"""
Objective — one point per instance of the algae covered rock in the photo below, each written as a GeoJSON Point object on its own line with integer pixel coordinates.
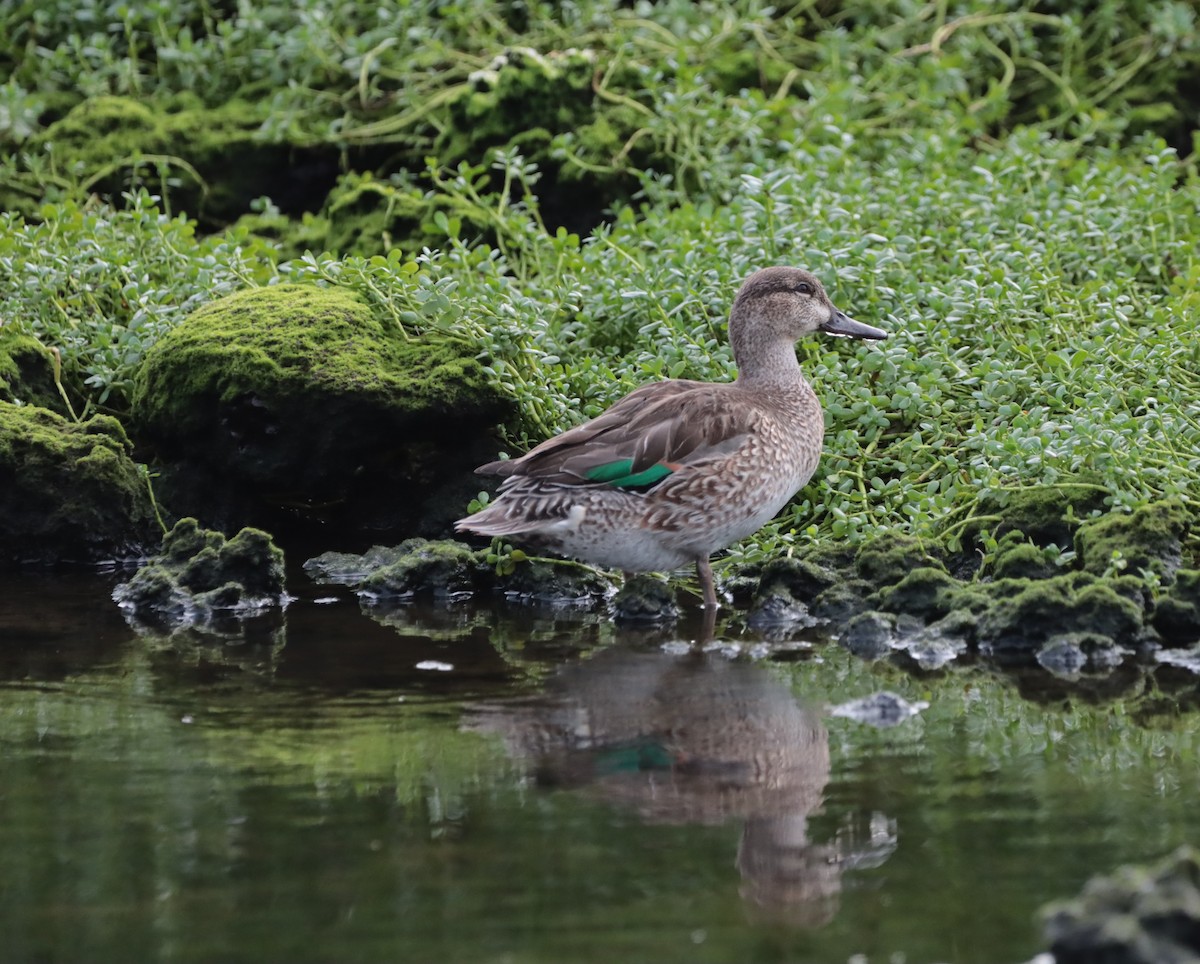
"""
"""
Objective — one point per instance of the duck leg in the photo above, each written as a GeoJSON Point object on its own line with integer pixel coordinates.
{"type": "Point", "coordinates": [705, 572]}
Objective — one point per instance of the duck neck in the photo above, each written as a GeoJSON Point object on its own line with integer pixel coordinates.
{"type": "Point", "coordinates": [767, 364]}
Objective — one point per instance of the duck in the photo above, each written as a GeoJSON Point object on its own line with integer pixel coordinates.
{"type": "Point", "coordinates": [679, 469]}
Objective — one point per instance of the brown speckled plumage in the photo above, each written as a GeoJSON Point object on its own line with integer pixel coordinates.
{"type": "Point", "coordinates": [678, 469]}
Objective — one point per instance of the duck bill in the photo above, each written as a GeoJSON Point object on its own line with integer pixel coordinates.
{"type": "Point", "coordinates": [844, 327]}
"""
"""
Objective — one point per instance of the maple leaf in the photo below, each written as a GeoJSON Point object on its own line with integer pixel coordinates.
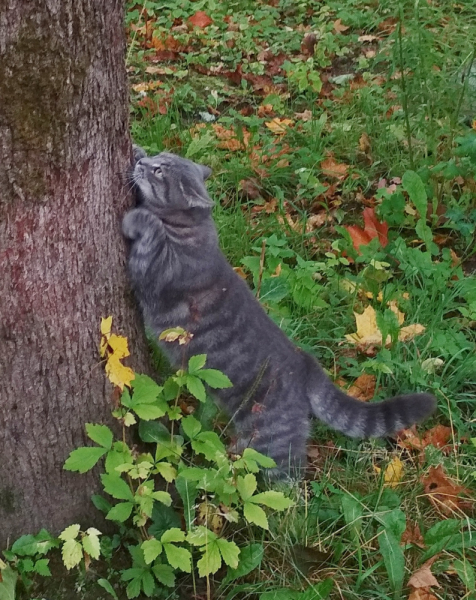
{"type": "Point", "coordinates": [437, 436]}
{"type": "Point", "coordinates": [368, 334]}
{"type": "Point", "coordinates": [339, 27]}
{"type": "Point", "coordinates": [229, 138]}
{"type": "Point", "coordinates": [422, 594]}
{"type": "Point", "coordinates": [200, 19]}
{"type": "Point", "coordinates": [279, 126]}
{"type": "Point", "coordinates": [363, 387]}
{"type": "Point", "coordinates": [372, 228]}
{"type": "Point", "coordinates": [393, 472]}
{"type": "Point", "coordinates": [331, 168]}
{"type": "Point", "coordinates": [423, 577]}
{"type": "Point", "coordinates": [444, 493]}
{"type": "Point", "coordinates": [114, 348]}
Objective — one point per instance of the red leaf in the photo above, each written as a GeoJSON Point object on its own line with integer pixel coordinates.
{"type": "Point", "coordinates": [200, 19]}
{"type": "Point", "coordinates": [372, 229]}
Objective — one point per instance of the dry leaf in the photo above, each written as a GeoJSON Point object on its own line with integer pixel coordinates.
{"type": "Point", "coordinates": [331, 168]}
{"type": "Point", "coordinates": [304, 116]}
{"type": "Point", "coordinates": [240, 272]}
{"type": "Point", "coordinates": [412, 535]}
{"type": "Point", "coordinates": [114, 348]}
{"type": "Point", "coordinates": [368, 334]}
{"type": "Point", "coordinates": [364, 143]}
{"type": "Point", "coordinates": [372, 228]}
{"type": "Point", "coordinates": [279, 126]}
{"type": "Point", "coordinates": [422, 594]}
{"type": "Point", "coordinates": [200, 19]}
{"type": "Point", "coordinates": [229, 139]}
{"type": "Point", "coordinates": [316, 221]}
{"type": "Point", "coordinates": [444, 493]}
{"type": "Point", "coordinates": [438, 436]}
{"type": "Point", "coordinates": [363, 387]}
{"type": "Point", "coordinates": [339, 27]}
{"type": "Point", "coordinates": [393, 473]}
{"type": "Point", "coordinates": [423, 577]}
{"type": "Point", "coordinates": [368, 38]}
"""
_Problem requirements_
Pick out each line of the material above that contains the string "below", copying those lines in full. Case counts when matching.

_Expected answer_
Objective — one point per instance of the algae covered rock in the photo below, each written as a GeoJSON Point object on its own line with integer pixel coordinates.
Objective — one point per instance of the maple leaf in the photo below, each written as a GeoJSON Point object on its own line with integer pixel coordinates.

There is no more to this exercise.